Required task:
Copy out every line of the records below word for word, with nothing changed.

[Saved entries]
-----

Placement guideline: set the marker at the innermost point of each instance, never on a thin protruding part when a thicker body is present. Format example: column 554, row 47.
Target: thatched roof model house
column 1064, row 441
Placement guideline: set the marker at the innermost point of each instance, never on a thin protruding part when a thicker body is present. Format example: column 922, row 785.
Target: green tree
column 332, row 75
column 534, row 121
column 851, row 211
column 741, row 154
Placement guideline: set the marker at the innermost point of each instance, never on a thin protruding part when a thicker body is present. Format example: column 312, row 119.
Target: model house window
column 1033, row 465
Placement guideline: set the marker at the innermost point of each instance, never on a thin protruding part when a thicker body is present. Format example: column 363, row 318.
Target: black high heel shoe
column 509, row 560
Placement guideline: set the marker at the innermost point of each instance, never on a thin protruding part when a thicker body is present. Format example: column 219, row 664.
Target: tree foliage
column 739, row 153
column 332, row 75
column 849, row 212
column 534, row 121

-----

Response to the exercise:
Placement guideline: set the marker at the innermost point of each instance, never on a thin protruding part when a thicker body is present. Format example: column 554, row 47.
Target: thatched roof model house
column 1064, row 441
Placement guideline: set the marker at the innermost point of each instance, never on a thin protruding part when a thicker body is present. Format example: column 922, row 785.
Target: green tree
column 332, row 75
column 534, row 121
column 851, row 211
column 741, row 154
Placement guideline: set the marker at the innermost point of each instance, never on a thin protruding part when a thicker body is present. Format example: column 312, row 119.
Target: model house window
column 1033, row 465
Placement guideline: set the marker at the innermost point of each instance, never on a thin protruding part when a thicker body is present. Format example: column 363, row 318.
Target: black high heel shoe
column 509, row 560
Placement guideline: set the marker at the innermost point of each instance, never on a thin protruding part when a thicker body is present. Format example: column 219, row 664.
Target: tree foliage
column 739, row 153
column 332, row 75
column 849, row 212
column 534, row 121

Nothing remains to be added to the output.